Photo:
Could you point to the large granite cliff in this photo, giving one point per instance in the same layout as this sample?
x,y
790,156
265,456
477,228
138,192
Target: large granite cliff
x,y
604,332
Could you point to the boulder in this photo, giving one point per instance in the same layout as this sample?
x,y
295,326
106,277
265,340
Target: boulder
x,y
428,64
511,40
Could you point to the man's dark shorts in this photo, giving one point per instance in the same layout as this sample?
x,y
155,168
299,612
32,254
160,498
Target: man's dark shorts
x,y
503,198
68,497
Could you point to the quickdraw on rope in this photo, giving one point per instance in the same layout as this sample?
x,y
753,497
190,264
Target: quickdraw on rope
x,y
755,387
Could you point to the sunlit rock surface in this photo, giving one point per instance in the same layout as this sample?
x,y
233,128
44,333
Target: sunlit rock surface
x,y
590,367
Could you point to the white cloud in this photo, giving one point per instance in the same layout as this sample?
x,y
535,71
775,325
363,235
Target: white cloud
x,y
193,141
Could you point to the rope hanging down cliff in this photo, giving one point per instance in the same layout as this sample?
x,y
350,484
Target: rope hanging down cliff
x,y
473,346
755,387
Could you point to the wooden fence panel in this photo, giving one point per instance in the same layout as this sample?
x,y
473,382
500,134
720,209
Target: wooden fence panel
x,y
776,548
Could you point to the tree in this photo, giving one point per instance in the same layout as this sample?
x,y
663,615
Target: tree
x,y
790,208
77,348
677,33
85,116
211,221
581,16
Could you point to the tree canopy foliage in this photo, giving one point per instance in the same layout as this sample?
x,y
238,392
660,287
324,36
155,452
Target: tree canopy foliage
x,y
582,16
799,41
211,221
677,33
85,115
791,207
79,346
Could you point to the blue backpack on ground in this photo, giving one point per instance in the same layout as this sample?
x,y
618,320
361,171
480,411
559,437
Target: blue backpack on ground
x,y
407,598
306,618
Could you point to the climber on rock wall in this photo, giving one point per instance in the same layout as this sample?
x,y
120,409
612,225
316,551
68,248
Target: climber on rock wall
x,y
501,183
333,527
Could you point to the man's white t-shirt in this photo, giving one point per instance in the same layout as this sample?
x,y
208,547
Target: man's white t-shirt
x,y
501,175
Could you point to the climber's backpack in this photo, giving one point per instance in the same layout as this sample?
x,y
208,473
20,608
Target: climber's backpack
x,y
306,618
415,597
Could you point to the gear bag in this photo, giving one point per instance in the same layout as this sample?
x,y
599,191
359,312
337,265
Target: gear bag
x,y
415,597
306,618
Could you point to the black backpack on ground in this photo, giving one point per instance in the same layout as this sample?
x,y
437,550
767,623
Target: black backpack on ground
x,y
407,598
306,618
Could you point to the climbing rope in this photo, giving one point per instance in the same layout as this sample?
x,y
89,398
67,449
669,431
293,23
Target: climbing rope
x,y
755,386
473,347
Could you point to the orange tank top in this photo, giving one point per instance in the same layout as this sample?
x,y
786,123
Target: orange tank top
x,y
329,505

Aim — Beginning at the line that contains "Could you point to the tree canopy", retype each line of the listing up to and including the last one, exactly as it stands, and nothing else.

Result for this exercise —
Could you point to the tree canopy foliage in this photo, giving one point per instance in the same layout as this sample?
x,y
238,392
660,287
324,36
155,452
Target: tree canopy foliage
x,y
582,16
799,41
211,221
677,33
85,115
791,207
79,346
Could you point to the blue backpack on ground in this photo, giving one point per instance in the same layout as this sample?
x,y
618,320
361,171
480,411
559,437
Target: blue backpack on ground
x,y
407,598
306,618
Could you point to the climber on rock wall in this photo, giving one point per instance in the same layout as this sample?
x,y
120,409
612,225
316,551
68,248
Target: climber on rock wall
x,y
501,183
333,527
Could you point to the man's white t-shirt in this photo, giving one point per instance in the same layout as this sample?
x,y
208,547
Target: man's white t-shirt
x,y
501,175
Could you point to the climber's backpack in this photo, giving one point per instance in the same layout as this sample?
x,y
208,473
20,608
Target: climber's backpack
x,y
306,618
415,597
Could you point to the gear bag in this photo, giving one point per instance in the same layout as this sample?
x,y
599,191
359,312
337,265
Target: gear bag
x,y
415,597
306,618
Could you point to the black backpack on ground in this photo, giving one point per instance in the same layout as this sample?
x,y
437,550
767,623
Target: black backpack on ground
x,y
407,598
306,618
Could you point to the climbing rope in this photo, giving one point per instance in the same layout as this sample?
x,y
89,398
67,449
669,431
293,23
Target: climbing rope
x,y
755,386
473,347
Could you point to the orange tank top in this photo, giving one point per instance in the same layout as this sample?
x,y
786,123
Target: orange tank top
x,y
329,505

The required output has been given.